## GIVEN TEXT:
========

Other public comments support this conclusion.
[[Page 54734]]
Numerous commenters requested a delay in the implementation date of
between 180-240 days after publication of the final rule to allow
sufficient time for affected parties to make the required changes to
system programming, document revision and related procedural tasks.
Other commenters requested a 180 day delayed effective date, along with
a delayed compliance date. The Department agrees that industry will
need time to update their systems and has included a delayed effective
date of 90 days after publication of this final rule.
One commenter requested public meetings in order to comment on the
proposed changes, and that State and Commerce also conduct outreach
prior to new changes being implemented. The Department values public
participation in the rulemaking process and has provided an opportunity
for public review and comment on the proposed rules. For those
commenters that raised concerns, the Department was generally able to
refine what was proposed to address those comments and better achieve
the stated objectives. Therefore, the Department does not see a need to
conduct public meetings prior to publishing this final rule. In regards
to outreach, the Department agrees that this is a good idea and intends
to add updated DCS information to our already robust ECR related
outreach activities.
Overview of Regulatory Changes To Address Public Comments
The Department of State has revised the proposed changes to Sec.

========

## INFORMATION SHOWN:
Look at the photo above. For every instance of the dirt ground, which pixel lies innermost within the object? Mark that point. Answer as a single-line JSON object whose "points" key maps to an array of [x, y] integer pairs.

========

## OBJECTIVE 1:
Translate into French this sentence from the rulemaking text: "The Department values public participation in the rulemaking process and has provided an opportunity for public review and comment on the proposed rules."
## OBJECTIVE 2:
Transcribe the rulemaking text between "[[Page 54734]]" and "of this final rule.", inclusive.
## OBJECTIVE 3:
Write the next part of the rulemaking text, continuing from its final words.
The lines that accompany the rulemaking text have no connection to it.

## TASK ANSWER 1:
Le Département accorde de l'importance à la participation du public au processus d'élaboration des règles et a offert au public la possibilité d'examiner les règles proposées et de formuler des observations à leur sujet.

## TASK ANSWER 2:
[[Page 54734]]
Numerous commenters requested a delay in the implementation date of
between 180-240 days after publication of the final rule to allow
sufficient time for affected parties to make the required changes to
system programming, document revision and related procedural tasks.
Other commenters requested a 180 day delayed effective date, along with
a delayed compliance date. The Department agrees that industry will
need time to update their systems and has included a delayed effective
date of 90 days after publication of this final rule.

## TASK ANSWER 3:
123.9 to address the public comments and to better achieve its stated
objectives in this final rule. The public comment process was helpful
in identifying areas where changes needed to be made to fully achieve
the intended objectives for the DCS for use under the ITAR and the EAR.
Placement of Destination Control Statement. This final rule removes
the requirement to place the Destination Control State on the bill of
lading, air waybill, or other shipping documents and retains the
requirement for the invoice, which will now be more clearly described
as the commercial invoice. As stated elsewhere in this final rule, the
commercial invoice is the document that is most likely to achieve the
purpose of this section and therefore the Department is limiting the
requirement to this one document, which also will reduce the burden on
exporters.
Clarifying the scope of paragraph 123.9(a) applies to items shipped
(exported in tangible form), retransferred (in tangible form), or
reexported (in tangible form). This final rule clarifies that the
requirement applies to tangible defense articles when exported,
reexported, or retransferred.
Addition of Note to paragraph 123.9(b)(1)(iv). This final rule also
adds a Note to proposed paragraph (b)(1)(iv) to clarify what is meant
in the DCS by the phrase ``or as otherwise authorized by U.S. law and
regulations.'' The note clarifies that the phrase ``or as otherwise
authorized by U.S. law and regulations'' is included to advise that
U.S. regulations contain specific license exemptions, provisions that
allow shipments to be made ``no license required,'' as well as
reexports of foreign made items containing less than de minimis U.S.
origin controlled content (see 15 CFR 734). This note reflects that an
individual license is not required in all cases.
Procedures for Obtaining State Department Authorization To Export Items
Subject to the EAR
This final rule adds a new paragraph (d) to Sec. 123.9 to clarify
the requirements for retransferring items subject to the EAR pursuant
to a request for written approval from DDTC.
Other changes in this rule. The Department makes a number of minor
edits to the ITAR that address reporting requirements. This final rule
removes the requirement to provide seven paper copies for various
requests in Sec. Sec. 124.7, 124.12, 124.14, 125.2, 125.7 and 126.9.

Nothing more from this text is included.